### Aim
Reproduce only the lines starting at the one containing "Mark the region of each instance of the serving" and ending at the one containing "102), (80, 98)]]", requests included. Raise every coordinate in the outline answers by 12 and leave all other numbers unchanged.

### Working data
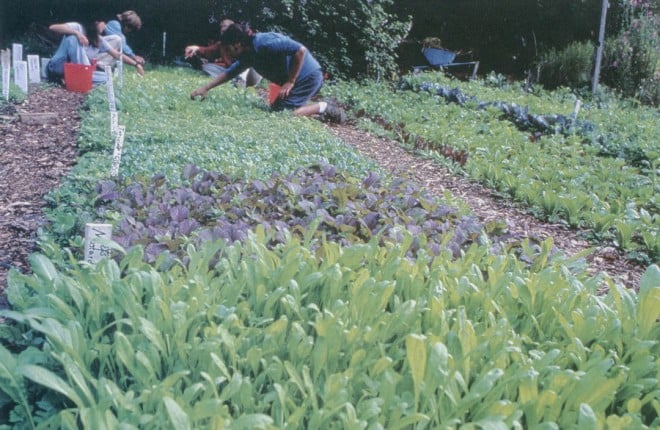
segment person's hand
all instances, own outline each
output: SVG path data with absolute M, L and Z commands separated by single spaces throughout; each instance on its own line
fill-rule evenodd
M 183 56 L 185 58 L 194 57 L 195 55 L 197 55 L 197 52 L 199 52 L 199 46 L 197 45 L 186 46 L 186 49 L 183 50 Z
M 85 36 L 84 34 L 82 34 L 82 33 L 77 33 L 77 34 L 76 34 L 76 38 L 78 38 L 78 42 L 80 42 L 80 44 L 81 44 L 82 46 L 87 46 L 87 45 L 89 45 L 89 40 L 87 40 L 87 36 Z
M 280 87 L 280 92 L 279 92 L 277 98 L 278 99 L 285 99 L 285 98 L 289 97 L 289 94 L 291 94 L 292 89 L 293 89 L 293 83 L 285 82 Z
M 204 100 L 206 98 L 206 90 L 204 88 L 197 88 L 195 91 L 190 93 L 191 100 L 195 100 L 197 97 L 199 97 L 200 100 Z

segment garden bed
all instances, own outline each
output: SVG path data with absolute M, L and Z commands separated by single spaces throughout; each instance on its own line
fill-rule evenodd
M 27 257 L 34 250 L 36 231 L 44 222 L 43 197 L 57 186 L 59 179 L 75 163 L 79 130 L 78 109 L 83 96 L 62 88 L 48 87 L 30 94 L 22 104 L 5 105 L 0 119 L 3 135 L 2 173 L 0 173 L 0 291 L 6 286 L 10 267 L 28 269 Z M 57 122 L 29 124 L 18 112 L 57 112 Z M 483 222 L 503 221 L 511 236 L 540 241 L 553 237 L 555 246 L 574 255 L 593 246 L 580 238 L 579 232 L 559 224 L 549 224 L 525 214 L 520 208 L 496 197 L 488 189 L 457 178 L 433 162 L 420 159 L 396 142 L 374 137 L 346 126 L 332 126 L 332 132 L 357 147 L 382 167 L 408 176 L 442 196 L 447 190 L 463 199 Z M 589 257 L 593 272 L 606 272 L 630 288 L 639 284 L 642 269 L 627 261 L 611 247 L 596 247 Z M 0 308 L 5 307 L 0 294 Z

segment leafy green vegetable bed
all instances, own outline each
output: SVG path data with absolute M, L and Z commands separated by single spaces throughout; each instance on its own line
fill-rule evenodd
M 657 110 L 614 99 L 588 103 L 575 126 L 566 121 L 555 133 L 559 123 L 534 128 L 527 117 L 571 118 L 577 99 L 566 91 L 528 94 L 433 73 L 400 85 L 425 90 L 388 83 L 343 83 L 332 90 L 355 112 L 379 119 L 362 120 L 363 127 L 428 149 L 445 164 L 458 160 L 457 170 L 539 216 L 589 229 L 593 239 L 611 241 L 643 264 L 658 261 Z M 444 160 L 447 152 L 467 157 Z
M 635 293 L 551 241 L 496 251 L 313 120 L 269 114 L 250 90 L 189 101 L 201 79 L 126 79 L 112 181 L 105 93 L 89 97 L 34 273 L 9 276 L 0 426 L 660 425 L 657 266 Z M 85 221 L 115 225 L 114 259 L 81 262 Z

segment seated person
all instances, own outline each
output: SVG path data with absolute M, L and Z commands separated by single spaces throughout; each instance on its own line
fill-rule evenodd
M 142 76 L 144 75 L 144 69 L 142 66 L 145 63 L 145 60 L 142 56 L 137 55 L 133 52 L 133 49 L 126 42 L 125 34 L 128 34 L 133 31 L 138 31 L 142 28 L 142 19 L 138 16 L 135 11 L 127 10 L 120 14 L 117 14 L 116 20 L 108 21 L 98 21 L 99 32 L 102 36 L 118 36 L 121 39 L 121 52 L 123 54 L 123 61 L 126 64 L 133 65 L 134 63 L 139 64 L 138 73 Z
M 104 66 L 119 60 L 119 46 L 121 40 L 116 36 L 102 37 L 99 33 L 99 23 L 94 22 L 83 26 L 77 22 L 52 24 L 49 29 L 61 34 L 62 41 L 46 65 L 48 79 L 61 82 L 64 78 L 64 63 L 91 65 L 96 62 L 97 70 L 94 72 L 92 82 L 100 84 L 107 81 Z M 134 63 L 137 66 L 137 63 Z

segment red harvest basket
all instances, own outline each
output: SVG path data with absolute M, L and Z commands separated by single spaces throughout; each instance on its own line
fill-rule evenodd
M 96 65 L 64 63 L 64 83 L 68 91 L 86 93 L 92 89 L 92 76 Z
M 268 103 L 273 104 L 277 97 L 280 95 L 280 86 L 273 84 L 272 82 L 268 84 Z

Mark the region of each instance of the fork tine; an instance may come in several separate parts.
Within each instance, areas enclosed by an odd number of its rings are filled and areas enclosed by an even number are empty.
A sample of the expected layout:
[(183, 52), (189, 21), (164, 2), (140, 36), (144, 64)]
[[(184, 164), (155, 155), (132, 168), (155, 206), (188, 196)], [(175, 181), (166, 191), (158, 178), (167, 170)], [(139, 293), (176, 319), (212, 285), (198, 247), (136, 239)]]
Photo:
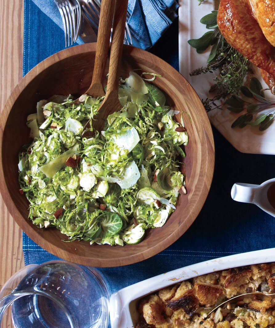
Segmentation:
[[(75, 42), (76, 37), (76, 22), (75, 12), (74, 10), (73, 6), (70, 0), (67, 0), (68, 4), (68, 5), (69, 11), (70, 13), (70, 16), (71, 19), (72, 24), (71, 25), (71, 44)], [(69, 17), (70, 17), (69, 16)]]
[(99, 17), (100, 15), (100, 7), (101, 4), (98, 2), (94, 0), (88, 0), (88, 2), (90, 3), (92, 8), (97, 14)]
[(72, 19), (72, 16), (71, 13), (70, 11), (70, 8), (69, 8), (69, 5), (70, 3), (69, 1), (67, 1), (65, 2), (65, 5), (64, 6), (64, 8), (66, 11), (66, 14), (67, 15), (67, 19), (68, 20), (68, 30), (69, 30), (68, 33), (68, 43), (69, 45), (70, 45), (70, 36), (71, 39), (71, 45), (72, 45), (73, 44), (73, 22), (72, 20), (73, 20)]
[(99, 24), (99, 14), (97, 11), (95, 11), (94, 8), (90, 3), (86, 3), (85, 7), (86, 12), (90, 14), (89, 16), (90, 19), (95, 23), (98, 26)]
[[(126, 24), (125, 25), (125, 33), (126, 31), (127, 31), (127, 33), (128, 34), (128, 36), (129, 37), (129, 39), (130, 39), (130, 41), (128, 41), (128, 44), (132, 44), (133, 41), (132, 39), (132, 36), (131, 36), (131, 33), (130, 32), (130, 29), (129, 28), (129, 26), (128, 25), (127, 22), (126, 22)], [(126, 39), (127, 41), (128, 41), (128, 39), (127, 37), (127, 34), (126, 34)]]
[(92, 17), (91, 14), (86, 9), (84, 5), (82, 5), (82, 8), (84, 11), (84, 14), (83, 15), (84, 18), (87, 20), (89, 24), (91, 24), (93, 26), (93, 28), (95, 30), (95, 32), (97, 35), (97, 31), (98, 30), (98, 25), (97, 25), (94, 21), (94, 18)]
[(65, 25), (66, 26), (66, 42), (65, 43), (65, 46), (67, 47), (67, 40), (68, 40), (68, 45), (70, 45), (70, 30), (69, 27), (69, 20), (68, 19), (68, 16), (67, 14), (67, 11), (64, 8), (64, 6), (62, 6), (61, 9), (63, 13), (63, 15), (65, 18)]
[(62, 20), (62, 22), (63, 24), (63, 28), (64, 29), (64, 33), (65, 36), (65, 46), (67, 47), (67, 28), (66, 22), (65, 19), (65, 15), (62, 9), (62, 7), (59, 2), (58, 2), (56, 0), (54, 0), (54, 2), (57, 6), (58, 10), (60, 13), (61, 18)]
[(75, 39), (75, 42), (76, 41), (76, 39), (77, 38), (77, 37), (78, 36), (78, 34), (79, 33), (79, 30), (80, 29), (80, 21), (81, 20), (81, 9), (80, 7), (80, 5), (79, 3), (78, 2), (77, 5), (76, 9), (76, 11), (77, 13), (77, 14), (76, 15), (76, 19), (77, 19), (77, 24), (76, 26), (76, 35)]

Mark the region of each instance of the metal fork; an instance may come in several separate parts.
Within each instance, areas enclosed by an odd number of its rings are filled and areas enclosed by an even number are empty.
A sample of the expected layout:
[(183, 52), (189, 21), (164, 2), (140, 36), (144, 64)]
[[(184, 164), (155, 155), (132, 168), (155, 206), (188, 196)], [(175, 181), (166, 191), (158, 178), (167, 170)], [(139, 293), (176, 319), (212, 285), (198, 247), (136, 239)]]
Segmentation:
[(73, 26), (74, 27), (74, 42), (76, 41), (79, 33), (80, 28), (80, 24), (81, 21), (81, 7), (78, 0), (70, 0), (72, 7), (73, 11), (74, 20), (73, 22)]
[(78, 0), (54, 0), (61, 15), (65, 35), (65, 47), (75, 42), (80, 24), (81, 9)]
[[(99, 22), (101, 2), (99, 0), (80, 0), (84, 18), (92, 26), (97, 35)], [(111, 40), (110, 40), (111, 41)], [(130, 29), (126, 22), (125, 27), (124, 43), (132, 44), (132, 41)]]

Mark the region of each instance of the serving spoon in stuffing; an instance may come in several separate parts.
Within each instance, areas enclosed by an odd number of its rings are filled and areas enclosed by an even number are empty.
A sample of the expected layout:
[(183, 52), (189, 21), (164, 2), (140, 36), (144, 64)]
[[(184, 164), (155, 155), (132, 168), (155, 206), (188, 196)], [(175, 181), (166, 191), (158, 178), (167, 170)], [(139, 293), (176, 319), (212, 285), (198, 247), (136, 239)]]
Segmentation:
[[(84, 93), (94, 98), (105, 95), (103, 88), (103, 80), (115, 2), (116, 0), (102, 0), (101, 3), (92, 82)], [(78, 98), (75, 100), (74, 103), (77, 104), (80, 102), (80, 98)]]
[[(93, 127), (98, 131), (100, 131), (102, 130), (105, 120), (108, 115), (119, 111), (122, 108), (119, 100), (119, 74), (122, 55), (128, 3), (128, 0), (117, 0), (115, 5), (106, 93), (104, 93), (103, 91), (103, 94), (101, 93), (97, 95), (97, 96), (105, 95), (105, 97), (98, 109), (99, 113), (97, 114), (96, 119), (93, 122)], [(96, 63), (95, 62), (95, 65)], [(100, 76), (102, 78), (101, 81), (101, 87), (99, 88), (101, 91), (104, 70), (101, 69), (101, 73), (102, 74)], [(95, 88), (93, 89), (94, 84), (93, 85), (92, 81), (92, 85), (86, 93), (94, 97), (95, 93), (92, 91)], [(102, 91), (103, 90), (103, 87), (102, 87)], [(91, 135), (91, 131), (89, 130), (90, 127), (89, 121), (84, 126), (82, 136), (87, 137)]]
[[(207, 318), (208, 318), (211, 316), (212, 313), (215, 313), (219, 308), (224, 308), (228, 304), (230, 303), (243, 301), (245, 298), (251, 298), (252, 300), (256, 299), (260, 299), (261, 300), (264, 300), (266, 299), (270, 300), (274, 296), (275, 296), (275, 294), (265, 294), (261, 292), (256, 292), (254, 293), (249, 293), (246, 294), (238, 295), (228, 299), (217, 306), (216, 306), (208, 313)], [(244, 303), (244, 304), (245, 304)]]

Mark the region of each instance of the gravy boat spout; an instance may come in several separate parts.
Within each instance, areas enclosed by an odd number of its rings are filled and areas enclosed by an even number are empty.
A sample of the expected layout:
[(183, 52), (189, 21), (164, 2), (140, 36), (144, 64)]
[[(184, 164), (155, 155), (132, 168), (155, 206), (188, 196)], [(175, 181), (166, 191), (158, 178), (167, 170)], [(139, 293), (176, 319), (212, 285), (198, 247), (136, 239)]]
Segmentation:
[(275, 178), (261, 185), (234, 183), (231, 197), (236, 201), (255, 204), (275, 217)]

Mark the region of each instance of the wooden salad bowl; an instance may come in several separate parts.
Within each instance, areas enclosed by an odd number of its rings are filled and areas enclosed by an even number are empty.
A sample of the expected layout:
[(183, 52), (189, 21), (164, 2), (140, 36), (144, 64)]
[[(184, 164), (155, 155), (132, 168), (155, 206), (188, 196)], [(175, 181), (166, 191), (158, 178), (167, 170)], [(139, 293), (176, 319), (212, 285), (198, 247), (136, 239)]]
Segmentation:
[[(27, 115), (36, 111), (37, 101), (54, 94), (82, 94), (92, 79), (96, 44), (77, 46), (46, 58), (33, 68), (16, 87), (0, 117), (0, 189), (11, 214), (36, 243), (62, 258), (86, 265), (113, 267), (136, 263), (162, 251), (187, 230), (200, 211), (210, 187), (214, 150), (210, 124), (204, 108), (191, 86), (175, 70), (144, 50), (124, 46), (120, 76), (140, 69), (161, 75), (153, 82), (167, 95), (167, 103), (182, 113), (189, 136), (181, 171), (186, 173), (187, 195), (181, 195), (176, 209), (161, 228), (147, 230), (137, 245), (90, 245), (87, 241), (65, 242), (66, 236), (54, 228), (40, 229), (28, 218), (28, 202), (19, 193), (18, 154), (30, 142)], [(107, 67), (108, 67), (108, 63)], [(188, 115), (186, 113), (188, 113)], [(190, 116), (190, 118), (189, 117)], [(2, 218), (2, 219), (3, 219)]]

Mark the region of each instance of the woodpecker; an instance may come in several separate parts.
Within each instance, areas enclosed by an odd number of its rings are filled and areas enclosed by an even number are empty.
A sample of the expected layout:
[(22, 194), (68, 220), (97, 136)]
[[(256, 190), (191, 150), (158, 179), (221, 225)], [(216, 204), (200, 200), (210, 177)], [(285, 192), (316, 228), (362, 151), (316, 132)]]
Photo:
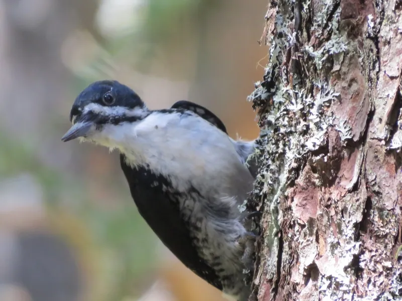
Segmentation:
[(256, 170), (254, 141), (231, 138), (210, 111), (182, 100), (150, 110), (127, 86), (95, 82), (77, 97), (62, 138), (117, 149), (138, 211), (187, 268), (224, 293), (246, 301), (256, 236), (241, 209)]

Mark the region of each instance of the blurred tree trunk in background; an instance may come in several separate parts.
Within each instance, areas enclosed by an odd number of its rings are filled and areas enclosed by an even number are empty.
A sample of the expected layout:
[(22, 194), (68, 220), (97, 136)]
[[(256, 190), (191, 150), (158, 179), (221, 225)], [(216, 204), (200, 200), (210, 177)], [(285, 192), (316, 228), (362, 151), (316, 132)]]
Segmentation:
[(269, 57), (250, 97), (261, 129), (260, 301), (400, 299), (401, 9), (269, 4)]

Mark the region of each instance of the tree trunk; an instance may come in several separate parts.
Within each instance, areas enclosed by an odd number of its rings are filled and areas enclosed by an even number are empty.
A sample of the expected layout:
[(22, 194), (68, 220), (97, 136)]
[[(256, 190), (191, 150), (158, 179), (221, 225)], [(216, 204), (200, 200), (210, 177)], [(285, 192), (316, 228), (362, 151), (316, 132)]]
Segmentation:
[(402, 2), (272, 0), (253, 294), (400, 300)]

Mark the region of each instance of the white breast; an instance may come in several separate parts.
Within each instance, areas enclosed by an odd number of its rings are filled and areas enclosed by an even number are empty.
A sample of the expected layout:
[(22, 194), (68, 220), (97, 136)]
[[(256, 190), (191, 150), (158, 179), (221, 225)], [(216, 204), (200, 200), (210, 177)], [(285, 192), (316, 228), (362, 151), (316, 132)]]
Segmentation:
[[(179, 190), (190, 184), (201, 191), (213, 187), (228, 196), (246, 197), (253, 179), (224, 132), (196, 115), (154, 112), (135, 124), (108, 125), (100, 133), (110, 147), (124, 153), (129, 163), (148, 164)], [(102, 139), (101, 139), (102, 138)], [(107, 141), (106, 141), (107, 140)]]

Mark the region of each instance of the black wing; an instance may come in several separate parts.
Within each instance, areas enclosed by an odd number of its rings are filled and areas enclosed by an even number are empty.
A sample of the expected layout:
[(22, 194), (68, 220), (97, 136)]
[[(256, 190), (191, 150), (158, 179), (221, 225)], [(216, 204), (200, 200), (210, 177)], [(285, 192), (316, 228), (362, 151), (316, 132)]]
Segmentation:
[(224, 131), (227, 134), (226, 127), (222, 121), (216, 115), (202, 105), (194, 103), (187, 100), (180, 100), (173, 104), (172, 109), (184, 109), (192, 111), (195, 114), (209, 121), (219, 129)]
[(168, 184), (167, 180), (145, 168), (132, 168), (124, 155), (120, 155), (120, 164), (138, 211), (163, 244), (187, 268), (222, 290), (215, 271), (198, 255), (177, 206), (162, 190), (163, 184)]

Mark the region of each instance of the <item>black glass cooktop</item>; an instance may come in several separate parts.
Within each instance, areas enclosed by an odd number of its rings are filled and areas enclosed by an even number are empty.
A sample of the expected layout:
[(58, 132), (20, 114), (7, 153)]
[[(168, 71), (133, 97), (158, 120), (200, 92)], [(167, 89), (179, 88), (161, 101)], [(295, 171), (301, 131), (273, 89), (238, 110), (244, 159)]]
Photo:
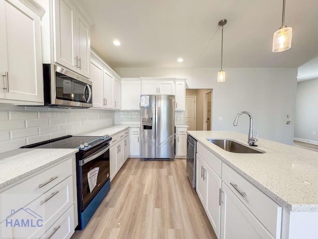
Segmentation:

### Solution to this task
Mark the region of each instance of the serving spoon in stuffing; an instance may come in several separate parts.
Within each instance, areas enclosed by an odd number of its rings are filled and areas enclosed by an even number are empty.
A sample of the expected layout:
[(183, 52), (189, 21), (164, 2), (140, 36), (144, 64)]
[[(184, 164), (155, 155), (132, 168), (155, 206), (188, 196)], [(175, 181), (166, 191), (158, 178), (167, 170)], [(139, 293), (176, 319), (212, 285), (198, 247), (136, 239)]]
Segmentation:
[[(96, 105), (106, 110), (117, 107), (115, 100), (115, 92), (127, 14), (128, 12), (114, 12), (113, 15), (104, 94)], [(90, 110), (87, 112), (86, 115), (89, 116), (92, 114), (92, 110)]]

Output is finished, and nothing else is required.